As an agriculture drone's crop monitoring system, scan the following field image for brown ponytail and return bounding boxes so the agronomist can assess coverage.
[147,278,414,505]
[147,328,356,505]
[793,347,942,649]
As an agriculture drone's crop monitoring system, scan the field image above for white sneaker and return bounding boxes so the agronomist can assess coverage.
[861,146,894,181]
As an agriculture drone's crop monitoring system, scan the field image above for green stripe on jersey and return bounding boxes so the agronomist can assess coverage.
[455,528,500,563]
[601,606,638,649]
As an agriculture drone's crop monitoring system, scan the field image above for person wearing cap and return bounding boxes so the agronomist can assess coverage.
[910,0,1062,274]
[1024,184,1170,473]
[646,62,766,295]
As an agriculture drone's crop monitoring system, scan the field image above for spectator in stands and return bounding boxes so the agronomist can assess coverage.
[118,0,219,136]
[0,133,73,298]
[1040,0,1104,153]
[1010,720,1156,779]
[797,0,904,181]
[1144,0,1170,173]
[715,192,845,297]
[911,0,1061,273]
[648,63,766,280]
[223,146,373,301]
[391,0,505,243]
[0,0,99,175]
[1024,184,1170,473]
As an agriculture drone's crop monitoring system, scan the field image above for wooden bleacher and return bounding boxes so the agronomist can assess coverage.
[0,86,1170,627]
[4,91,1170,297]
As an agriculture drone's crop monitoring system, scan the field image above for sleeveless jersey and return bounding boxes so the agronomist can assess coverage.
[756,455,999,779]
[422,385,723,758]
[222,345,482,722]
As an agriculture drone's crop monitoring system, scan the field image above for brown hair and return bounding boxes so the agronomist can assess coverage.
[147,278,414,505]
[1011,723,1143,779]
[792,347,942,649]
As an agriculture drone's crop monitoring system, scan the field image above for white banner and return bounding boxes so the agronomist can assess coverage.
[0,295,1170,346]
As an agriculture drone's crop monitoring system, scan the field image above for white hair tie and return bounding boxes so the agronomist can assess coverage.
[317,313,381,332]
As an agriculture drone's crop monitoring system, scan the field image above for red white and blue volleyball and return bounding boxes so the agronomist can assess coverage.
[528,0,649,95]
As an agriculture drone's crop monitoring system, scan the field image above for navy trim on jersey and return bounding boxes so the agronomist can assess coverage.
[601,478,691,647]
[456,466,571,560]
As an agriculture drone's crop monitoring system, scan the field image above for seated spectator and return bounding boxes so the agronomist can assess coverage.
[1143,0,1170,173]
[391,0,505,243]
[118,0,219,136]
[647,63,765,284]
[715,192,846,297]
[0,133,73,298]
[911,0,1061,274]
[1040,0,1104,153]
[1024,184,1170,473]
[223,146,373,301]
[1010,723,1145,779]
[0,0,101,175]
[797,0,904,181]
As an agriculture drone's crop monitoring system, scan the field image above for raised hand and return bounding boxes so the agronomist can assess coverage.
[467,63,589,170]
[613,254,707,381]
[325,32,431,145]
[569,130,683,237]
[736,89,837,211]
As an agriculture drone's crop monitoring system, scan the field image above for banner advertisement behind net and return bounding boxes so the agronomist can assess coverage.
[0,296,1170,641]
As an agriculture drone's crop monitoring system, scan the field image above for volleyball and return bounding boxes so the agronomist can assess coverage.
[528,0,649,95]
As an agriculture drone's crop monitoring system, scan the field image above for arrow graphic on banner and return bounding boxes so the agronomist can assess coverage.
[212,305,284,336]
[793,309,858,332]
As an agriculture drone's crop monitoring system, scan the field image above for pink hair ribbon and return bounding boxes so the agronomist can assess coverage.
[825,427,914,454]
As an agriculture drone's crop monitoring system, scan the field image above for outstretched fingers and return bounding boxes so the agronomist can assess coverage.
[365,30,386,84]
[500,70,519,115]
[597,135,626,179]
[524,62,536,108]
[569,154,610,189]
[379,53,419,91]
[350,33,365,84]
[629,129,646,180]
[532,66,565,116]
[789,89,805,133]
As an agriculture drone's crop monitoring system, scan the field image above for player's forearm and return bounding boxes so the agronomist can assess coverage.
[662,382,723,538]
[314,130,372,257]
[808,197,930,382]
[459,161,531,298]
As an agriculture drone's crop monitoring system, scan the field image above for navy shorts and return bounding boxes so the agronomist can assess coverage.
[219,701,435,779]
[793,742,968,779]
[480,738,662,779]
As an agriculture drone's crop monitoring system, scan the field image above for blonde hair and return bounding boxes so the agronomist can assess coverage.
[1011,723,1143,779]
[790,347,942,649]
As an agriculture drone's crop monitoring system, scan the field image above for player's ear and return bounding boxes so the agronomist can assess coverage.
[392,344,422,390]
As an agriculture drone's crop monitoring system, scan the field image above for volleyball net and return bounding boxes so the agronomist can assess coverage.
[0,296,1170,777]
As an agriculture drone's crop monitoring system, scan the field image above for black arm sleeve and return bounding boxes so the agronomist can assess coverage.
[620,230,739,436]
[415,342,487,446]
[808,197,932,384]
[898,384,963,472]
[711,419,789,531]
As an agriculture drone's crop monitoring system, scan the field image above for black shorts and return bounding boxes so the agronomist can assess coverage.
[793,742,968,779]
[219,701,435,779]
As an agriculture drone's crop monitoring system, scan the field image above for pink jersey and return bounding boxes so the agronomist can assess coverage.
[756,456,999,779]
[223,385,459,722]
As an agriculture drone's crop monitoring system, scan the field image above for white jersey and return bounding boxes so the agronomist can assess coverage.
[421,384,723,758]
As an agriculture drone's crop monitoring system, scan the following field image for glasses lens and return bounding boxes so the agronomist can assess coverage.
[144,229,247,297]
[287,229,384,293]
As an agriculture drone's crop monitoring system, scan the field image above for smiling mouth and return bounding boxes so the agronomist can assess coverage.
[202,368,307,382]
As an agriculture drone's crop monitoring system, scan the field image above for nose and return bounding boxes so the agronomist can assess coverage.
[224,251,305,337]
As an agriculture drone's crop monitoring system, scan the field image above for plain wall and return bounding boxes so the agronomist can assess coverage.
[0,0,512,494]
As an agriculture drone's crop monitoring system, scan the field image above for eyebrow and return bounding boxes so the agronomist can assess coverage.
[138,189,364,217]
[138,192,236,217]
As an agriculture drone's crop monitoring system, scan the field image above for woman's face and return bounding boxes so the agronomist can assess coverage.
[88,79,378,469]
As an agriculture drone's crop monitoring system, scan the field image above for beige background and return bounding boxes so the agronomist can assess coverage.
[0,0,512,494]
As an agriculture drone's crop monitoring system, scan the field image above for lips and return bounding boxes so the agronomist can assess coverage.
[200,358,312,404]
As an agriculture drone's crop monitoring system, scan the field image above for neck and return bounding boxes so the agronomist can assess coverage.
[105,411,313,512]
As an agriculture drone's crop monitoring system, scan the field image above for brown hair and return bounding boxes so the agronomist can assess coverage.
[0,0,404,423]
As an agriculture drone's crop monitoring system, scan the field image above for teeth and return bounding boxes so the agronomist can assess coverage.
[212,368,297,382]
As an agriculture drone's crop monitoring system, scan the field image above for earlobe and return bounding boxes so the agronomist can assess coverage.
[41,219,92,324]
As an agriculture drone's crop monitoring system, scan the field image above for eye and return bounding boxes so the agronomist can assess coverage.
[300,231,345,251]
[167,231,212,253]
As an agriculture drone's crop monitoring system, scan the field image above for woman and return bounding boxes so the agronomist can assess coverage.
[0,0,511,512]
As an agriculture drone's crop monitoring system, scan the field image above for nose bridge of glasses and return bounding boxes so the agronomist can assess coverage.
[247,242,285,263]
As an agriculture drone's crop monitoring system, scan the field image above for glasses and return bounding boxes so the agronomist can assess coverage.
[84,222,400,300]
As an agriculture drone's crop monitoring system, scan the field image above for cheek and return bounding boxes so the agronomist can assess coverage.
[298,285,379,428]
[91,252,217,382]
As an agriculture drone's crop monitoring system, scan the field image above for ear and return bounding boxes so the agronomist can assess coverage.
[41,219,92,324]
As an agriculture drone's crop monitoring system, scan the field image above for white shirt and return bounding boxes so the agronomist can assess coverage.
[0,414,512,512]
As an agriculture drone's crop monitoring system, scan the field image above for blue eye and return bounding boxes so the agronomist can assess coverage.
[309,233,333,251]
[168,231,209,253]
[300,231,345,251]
════════
_Instrucciones de trabajo:_ Actualiza todo, desde el comienzo de las filas hasta la línea que contiene "[222,345,482,722]", ambas incluidas: sustituye "agronomist" por "crop scout" y deja lo demás sin cambios.

_Solución del problema:_
As an agriculture drone's crop monitoring system, scan the following field image for brown ponytail and return bounding boxes so the crop scout can assess coverage.
[147,278,414,505]
[147,328,356,505]
[793,347,942,649]
As an agriculture drone's crop monitoring system, scan the field image above for white sneaker and return bounding boxes so the crop scout can assess coverage.
[861,146,894,181]
As an agriculture drone's crop monitoring system, scan the field image above for green stripe on jersey and return bounding boxes so the crop scout can assess coverage.
[455,528,500,563]
[601,606,638,649]
As an agriculture drone's crop monitoring system, scan the field image above for person wearing cap and return bounding boxes so the crop scout can assess coverage.
[910,0,1062,274]
[1024,184,1170,473]
[646,62,766,295]
As an agriculture drone's crop monitoring system, scan the field image above for spectator in stands and return bounding boxes so the crop scout can assess coverage.
[118,0,219,136]
[0,133,73,298]
[1040,0,1104,153]
[1010,720,1156,779]
[797,0,904,181]
[1144,0,1170,173]
[715,192,845,297]
[911,0,1061,273]
[648,63,766,280]
[223,146,373,301]
[391,0,505,243]
[0,0,99,175]
[1024,184,1170,473]
As an agriculture drone's crop monitoring system, scan the field image above for wooden bleacher and return bounding boxes so the crop scout can assess coverage.
[0,86,1170,627]
[4,91,1170,297]
As an agriculture drone's crop monitoring system, scan the field image above for sleeveless jersey and return bounding boxes so the crop scout can assess coverage.
[756,455,999,779]
[422,385,723,758]
[222,345,482,722]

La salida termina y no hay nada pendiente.